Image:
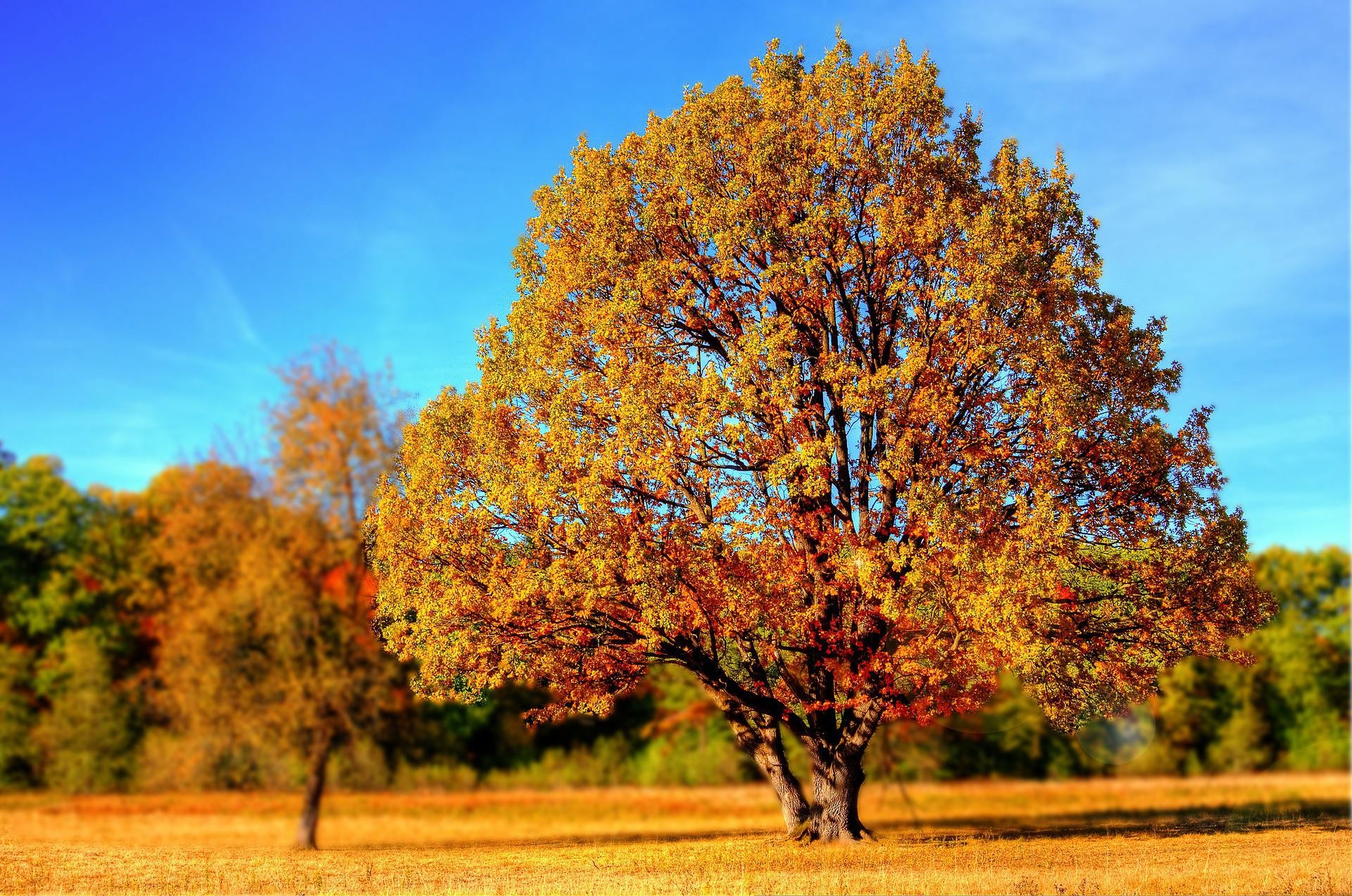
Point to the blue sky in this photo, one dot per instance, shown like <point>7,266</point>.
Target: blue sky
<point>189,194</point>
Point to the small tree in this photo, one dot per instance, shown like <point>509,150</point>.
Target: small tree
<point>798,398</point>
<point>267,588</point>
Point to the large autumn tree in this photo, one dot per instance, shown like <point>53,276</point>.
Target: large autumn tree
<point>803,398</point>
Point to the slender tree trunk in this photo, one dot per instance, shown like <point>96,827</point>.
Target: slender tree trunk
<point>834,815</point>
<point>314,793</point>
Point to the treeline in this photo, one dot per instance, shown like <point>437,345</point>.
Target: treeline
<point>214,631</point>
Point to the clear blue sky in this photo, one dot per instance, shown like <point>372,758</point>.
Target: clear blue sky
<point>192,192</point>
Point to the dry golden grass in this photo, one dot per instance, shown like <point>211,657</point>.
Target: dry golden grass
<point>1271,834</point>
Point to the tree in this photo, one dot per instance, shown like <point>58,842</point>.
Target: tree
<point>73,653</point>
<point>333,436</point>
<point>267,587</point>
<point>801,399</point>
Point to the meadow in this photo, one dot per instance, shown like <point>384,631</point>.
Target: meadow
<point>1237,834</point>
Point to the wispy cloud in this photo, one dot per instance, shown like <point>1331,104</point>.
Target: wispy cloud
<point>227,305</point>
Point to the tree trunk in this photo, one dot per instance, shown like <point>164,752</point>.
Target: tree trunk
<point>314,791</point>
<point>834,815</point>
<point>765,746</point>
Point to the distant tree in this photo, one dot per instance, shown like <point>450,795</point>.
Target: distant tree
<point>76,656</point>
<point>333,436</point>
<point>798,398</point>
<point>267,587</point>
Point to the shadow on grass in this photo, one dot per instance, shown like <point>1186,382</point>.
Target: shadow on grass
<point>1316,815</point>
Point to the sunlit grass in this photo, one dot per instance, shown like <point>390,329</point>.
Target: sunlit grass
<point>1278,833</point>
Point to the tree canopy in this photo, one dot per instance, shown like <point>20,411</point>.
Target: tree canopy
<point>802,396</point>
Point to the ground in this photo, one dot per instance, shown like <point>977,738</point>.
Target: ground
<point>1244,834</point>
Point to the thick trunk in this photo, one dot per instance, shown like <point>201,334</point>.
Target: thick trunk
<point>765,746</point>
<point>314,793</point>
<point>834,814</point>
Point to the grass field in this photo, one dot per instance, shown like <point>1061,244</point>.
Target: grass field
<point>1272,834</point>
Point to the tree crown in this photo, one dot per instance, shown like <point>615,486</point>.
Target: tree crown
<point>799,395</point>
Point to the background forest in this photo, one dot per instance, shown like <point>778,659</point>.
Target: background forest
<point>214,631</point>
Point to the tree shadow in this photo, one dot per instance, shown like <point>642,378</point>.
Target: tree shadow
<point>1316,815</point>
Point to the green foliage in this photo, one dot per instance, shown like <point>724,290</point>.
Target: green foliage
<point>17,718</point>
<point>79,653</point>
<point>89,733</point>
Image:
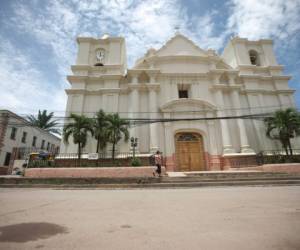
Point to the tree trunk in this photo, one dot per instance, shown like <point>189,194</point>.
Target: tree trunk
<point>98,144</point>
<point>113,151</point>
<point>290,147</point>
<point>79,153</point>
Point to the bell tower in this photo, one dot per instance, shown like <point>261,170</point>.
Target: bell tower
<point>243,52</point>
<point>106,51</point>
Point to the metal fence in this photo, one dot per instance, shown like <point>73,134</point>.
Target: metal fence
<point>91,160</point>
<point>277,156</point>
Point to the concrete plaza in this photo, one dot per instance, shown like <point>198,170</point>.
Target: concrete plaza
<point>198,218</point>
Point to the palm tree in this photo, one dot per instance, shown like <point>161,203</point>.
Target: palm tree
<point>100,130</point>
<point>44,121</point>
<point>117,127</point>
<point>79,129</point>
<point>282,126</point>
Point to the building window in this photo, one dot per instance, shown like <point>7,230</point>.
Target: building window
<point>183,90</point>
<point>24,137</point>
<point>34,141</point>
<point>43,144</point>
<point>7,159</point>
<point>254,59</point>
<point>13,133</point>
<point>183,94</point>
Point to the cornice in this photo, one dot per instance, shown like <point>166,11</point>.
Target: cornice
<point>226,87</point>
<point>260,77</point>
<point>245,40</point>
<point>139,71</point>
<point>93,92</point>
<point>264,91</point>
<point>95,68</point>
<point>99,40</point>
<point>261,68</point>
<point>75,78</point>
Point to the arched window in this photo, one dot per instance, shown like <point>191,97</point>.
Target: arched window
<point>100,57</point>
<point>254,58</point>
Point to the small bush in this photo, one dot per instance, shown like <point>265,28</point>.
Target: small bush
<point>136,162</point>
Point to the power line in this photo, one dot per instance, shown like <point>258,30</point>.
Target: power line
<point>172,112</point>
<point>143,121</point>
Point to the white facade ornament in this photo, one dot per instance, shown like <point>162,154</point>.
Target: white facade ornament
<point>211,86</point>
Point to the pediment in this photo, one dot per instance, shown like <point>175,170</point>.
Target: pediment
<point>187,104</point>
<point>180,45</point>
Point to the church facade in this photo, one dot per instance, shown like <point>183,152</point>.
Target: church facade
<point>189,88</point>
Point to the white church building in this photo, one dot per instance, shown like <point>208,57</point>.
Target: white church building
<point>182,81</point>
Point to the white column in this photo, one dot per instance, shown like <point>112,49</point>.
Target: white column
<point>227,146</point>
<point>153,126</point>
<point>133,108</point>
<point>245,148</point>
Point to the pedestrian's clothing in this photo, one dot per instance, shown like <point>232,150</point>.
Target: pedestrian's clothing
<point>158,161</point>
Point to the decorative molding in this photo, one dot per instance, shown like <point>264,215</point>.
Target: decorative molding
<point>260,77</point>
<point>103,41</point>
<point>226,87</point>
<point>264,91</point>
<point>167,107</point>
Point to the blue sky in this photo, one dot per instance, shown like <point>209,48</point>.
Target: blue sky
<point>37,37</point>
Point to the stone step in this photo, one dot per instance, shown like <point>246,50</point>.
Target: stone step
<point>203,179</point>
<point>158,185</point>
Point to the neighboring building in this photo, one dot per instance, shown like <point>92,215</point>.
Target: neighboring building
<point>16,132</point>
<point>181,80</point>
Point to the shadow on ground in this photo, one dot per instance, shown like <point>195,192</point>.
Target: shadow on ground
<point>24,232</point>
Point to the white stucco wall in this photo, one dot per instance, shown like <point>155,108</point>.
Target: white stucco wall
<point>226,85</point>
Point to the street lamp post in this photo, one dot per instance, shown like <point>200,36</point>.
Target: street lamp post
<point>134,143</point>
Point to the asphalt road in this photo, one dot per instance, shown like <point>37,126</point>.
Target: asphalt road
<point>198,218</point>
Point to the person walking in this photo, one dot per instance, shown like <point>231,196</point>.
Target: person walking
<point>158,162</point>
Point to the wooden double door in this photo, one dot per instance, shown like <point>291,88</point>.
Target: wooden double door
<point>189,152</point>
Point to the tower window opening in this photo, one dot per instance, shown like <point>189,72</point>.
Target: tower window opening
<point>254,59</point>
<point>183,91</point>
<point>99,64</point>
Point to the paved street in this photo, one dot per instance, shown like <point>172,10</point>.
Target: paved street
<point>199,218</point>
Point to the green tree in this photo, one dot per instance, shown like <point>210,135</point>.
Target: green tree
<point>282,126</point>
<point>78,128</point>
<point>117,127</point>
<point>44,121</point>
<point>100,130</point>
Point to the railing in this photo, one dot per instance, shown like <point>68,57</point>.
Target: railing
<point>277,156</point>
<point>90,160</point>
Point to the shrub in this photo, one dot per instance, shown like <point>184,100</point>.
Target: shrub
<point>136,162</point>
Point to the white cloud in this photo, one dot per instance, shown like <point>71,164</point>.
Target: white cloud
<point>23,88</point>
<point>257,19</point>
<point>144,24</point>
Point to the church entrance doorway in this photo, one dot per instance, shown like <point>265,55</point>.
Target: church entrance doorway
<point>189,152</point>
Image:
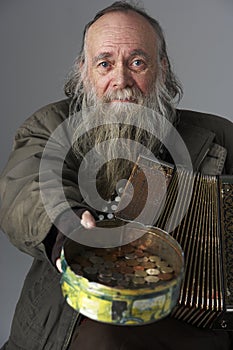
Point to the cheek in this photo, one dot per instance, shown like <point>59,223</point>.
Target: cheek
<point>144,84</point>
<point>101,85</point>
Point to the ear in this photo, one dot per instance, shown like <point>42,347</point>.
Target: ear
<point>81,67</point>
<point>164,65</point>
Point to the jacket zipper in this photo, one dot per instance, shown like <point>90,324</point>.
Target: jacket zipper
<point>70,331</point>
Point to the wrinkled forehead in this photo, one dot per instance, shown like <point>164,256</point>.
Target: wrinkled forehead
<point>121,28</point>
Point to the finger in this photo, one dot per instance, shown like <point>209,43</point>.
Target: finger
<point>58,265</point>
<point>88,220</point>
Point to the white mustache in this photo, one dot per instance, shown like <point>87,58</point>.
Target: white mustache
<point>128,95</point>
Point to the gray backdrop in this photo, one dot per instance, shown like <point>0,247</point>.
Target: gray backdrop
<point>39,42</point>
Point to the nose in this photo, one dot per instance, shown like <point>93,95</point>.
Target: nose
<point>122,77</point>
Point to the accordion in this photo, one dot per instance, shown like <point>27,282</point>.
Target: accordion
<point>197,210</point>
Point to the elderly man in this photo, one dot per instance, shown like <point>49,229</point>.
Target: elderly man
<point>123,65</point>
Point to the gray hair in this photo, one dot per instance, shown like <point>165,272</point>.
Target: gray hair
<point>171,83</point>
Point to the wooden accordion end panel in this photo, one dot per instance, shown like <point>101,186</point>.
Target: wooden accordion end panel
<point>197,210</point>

------

The exercise: Reproduce the listing above exactly from the line containing "Point to the white mustache" through its last line, with both of those lines included.

Answer in full:
Point to the white mustache in this photo, one dot per instance, shown like <point>87,58</point>.
Target: white mustache
<point>128,95</point>
Point to the gray backdrop in this photo, one dot per instance, shown like <point>0,247</point>.
Target: gray backdrop
<point>39,42</point>
Point to the nose in this photo, one dot per instance, shown like <point>93,95</point>.
Target: nose
<point>122,77</point>
Point to the accordion in this photo, one dot per instance, shown like <point>27,282</point>.
Target: accordion
<point>197,210</point>
Point to the elderly man in this photo, one dot per instance, shown like <point>49,229</point>.
Target: elderly man
<point>123,65</point>
Point to the gray hair in this photo, one dot per instance, shown like <point>165,272</point>.
Target: gray hair
<point>171,83</point>
Point to the wooden accordion end panel in this photo, one dot per instance, shown like <point>101,186</point>.
Target: wooden accordion end panel
<point>197,210</point>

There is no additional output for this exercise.